| Passage |
This is actually both a software and an hardware issue.
As previously stated in the other answers, current architectures use a lot of caching mechanisms, in order to speed up processes. On power loss, you loose the content that hasn't been written on the non-volatile memory, even if you thought you had written it into a file. This is a data loss. This may also lead to data corruption, as some filesystems don't write on the disk in the same order as the above programs do, in order to improve I/O rate. I have heard of some people disabling out-of-orders writes in ext4 to make some software file corruption prevention mechanisms still work, while ext4 developers tell that such program should use fsync to ensure the filesystem behavior.
There are also hardware issues. Brutal power down may lead to over-voltage or over-current, mostly due to inductive behavior of some electric components, mostly motors. Nevertheless, well designed hardwares should be able to prevent subsequent damages. It's a bit more expensive, but, if you buy computers with one year warranty (even optional), or, a least, handles customer returns, it is less expensive for the manufacturer to add a flyback diode than to handle customer returns. Therefore, I'm not worried here, except with very cheap power supplies.
It is worth to note that today's reasons to avoid brutal shutdown differ from the one from 30 years ago. 30 years ago, filesystems were very sensible to the power failures, and you were able to corrupt the filesystem itself. Today, you may corrupt files, but not the whole filesystem, in theory. Practically, if you want high-end, state of the art performance, you'll switch to SSD. Solid State Drives use managed flash, usually Multi Level Cells NAND flash (this means double level cells), sometimes Triple Level Cells. With those technologies, on power loss during write, you may corrupt the page being written, but also one or two other pages in the same block. At the filesystem level, a modification of one file may corrupt an other file, or even the filesystem data. Due to wear-leveling, garbage collection, and other correct-and-relocate mechanisms, writes may happen even when the filesystem doesn't require any activity from the SSD (this is called background operation), and corruptions are therefore unpredictable from filesystem point of view. To avoid such corruptions, some SSD manufacturers add capacitors to their SSD to allow to end any ongoing operation on flash when powerloss is detected (this requires roughly 10ms of power supply). SD cards and USB flash drives have the same constraints, but can't have such capacitors.
To put it in a nutshell, a well-designed hardware is generally power-loss proof, but more expensive. Software is most of time power-loss proof, but sometimes assumptions may be broken by the evolution of other software. Any attempt to make cheaper design, or to miniaturize design may reduce the ability to make the design power-loss proof. It is also hard to know if your computer will always resist to brutal power-loss.

| Exercise data |
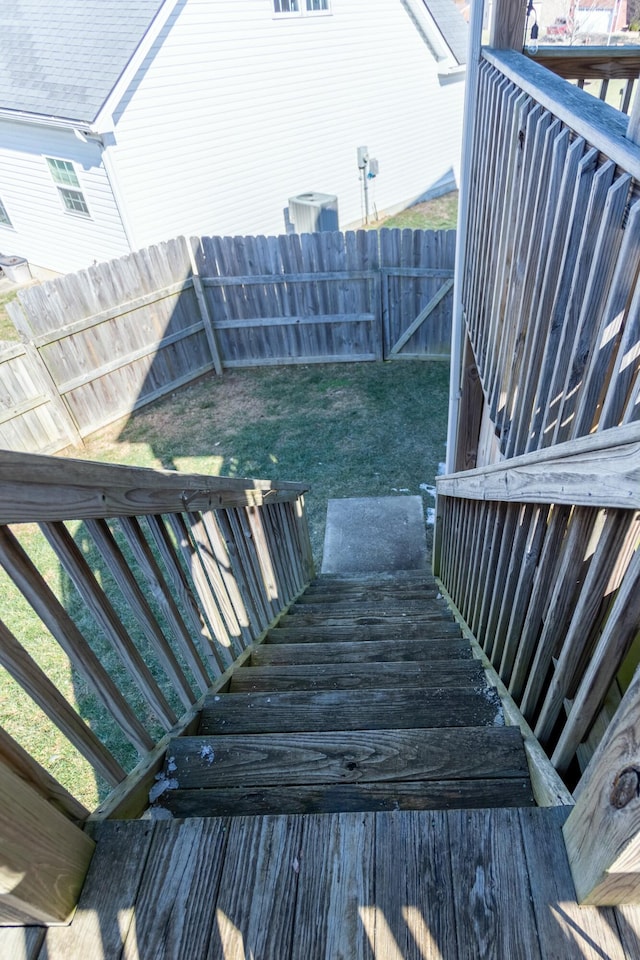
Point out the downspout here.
[446,0,484,473]
[101,133,138,252]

| What to produce |
Could you reproduce, word for word, the part of the text above on sudden power loss that starts with "This is actually" and goes on through "the filesystem behavior."?

| Finished exercise |
This is actually both a software and an hardware issue.
As previously stated in the other answers, current architectures use a lot of caching mechanisms, in order to speed up processes. On power loss, you loose the content that hasn't been written on the non-volatile memory, even if you thought you had written it into a file. This is a data loss. This may also lead to data corruption, as some filesystems don't write on the disk in the same order as the above programs do, in order to improve I/O rate. I have heard of some people disabling out-of-orders writes in ext4 to make some software file corruption prevention mechanisms still work, while ext4 developers tell that such program should use fsync to ensure the filesystem behavior.